**Your task**
Copy exactly the run of lines that begins at the line with "Pick out the dirt" and ends at the final line of the entries.

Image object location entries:
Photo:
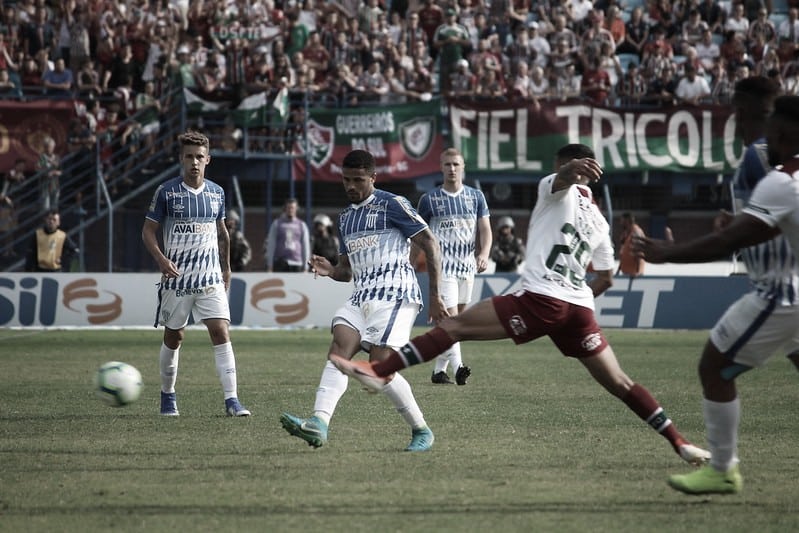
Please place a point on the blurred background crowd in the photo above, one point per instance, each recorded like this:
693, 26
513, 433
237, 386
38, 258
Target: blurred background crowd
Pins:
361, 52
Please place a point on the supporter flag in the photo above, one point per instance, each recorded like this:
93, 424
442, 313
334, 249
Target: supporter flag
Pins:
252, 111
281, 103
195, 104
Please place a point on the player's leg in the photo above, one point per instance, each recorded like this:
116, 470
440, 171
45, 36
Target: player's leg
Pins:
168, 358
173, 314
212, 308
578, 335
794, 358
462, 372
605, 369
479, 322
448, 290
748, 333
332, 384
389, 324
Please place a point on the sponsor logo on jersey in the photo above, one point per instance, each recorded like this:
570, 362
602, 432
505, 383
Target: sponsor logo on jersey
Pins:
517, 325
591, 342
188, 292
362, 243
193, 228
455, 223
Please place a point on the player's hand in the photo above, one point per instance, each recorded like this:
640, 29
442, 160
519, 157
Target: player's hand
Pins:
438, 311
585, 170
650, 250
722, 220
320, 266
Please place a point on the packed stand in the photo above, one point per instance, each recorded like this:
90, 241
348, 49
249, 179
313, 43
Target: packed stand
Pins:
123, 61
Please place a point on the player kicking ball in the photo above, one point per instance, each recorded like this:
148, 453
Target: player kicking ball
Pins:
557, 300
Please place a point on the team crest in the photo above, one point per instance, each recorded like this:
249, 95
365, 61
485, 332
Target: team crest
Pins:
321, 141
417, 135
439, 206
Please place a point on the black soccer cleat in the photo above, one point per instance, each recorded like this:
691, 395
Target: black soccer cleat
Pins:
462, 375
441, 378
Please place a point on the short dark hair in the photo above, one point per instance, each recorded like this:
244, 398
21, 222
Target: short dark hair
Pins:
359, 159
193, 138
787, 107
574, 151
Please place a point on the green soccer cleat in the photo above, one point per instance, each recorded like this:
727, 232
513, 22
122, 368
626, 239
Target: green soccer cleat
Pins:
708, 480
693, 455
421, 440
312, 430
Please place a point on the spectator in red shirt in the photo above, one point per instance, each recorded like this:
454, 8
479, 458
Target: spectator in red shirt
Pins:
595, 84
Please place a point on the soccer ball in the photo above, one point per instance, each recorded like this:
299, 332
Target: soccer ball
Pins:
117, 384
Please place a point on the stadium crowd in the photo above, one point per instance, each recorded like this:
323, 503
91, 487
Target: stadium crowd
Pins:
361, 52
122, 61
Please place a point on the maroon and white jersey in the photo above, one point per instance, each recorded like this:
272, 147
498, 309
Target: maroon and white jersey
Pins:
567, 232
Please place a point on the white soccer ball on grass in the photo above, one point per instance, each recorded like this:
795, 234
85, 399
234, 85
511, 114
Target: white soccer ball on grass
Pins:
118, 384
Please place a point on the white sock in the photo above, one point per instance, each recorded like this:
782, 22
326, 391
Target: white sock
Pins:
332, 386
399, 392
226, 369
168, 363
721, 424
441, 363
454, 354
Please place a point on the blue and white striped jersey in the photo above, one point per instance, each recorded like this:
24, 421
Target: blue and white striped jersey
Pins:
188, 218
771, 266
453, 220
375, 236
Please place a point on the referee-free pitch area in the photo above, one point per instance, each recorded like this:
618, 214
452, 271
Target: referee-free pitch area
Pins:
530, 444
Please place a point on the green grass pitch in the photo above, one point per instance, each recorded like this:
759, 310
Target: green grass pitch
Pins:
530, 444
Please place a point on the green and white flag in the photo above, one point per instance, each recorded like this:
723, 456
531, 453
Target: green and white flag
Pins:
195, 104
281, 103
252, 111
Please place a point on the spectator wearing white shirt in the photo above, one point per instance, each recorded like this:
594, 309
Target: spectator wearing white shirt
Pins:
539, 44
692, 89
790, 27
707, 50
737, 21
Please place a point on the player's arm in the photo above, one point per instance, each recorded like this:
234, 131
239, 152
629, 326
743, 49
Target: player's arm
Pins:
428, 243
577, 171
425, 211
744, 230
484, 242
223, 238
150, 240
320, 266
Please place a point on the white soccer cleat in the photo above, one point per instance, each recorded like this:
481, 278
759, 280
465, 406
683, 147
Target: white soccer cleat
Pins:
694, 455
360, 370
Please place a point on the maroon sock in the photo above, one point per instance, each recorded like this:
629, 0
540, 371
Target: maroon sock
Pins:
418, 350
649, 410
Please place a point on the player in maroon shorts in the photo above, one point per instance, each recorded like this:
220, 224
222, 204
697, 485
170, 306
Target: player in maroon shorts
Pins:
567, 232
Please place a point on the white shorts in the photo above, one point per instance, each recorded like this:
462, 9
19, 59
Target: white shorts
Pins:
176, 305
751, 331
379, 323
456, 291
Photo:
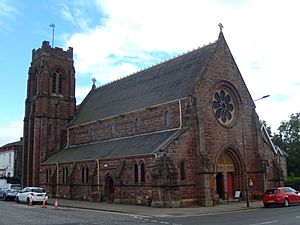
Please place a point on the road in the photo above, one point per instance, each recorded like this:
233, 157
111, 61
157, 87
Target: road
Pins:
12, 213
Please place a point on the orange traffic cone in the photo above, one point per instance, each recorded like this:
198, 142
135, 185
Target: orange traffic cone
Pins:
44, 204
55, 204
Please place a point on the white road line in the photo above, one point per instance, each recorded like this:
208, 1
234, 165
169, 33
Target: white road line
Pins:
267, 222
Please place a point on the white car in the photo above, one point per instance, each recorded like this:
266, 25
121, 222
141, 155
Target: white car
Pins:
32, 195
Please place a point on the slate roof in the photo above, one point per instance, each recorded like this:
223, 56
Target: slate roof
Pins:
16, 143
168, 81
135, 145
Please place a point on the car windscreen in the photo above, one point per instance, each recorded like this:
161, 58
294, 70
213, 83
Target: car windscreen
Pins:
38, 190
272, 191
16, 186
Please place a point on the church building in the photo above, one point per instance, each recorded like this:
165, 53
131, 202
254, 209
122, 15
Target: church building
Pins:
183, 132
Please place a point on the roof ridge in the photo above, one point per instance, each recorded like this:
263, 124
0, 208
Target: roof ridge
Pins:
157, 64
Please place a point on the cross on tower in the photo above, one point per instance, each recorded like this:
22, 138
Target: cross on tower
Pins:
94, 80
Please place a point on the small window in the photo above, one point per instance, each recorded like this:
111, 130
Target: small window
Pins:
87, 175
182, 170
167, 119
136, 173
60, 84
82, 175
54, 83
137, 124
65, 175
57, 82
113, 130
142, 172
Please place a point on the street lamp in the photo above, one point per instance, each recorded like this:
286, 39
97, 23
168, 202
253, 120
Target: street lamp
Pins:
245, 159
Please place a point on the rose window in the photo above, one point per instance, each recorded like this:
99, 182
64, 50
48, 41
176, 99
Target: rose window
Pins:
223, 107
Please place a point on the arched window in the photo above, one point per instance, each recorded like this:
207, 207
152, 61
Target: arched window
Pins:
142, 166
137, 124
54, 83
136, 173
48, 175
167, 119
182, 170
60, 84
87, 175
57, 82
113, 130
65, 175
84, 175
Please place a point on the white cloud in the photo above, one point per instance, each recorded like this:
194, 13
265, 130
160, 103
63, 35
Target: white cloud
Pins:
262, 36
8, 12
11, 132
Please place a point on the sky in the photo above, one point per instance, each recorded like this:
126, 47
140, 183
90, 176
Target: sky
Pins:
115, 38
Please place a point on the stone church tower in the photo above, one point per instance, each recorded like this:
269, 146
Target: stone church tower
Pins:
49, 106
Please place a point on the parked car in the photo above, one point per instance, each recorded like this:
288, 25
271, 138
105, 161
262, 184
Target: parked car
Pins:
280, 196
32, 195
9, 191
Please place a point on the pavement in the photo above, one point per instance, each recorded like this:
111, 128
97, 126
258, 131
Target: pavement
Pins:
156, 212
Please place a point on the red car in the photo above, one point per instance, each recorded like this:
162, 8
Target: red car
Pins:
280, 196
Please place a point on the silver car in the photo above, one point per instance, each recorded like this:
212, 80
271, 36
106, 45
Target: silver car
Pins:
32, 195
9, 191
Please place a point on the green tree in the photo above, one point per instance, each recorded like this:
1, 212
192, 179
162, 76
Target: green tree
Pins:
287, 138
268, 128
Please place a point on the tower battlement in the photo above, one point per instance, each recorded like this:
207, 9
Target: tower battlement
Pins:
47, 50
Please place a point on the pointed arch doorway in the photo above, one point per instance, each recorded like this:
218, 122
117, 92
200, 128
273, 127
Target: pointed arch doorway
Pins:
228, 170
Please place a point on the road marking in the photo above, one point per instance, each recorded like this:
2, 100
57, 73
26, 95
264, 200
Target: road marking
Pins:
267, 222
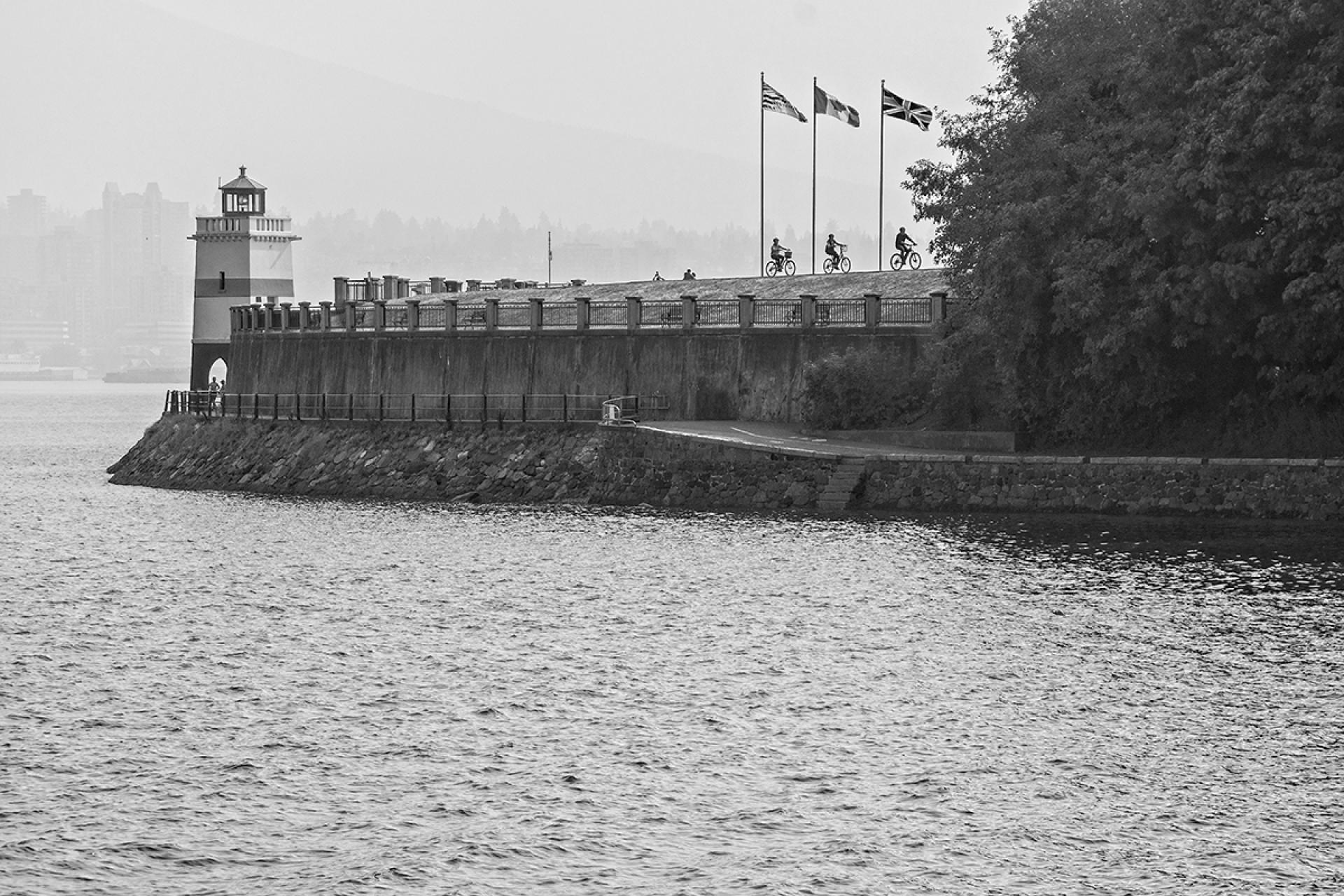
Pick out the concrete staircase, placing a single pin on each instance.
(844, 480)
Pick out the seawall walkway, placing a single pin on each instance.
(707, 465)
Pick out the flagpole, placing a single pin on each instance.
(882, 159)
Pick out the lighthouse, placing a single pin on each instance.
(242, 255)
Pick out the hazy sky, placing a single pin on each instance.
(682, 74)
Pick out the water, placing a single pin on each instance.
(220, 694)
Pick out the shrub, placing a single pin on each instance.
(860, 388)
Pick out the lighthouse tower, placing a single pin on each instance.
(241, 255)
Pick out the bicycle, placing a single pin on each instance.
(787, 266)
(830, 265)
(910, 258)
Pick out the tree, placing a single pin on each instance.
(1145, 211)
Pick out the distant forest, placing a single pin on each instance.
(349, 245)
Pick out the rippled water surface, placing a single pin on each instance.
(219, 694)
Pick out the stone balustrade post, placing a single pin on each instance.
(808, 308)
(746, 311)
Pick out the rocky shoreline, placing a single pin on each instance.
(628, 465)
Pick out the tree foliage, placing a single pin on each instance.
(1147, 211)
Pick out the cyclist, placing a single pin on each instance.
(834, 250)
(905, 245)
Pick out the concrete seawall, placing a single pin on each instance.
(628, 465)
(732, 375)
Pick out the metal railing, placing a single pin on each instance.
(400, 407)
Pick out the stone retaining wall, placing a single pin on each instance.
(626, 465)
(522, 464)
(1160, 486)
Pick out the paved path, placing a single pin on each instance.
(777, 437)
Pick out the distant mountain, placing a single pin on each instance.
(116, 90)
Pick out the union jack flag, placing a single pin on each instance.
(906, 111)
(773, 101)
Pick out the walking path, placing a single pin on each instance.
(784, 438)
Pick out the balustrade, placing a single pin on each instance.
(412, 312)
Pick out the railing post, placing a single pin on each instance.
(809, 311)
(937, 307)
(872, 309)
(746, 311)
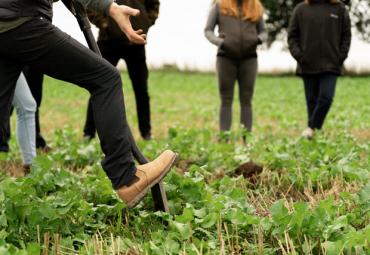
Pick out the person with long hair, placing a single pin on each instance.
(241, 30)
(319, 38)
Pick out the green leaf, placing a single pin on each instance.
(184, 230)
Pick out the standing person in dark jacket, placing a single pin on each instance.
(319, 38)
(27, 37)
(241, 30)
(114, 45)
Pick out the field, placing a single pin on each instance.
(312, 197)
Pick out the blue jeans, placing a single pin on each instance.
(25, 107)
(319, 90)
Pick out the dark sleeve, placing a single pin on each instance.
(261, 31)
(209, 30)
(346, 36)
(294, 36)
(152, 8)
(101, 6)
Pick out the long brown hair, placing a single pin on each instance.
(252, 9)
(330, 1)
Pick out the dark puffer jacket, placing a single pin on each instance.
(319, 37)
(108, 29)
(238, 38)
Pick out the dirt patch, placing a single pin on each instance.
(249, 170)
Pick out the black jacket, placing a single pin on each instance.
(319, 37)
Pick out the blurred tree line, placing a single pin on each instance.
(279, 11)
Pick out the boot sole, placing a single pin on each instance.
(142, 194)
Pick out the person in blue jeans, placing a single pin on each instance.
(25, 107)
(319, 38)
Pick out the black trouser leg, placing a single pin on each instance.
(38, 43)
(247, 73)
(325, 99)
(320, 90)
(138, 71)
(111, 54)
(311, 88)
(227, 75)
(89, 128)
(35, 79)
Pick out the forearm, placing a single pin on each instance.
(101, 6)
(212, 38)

**Finished answer**
Pick out the dirt patch, placing a single pin on each instance.
(249, 170)
Pick out the black jacket, placing a single pin on each instance.
(319, 37)
Pick out the blurred tree line, placing a single pin on each instance.
(279, 11)
Pick out the boot sole, placing a single pin on each instance.
(142, 194)
Pick out the person in blue jeans, placing a single pin on each instance.
(25, 107)
(319, 38)
Pick out the black trouser leg, placing a single pin on each instance.
(38, 43)
(247, 73)
(325, 99)
(320, 90)
(138, 71)
(111, 54)
(311, 88)
(227, 75)
(89, 128)
(35, 79)
Pick out the forearm, placing a single pin on each instance.
(101, 6)
(212, 38)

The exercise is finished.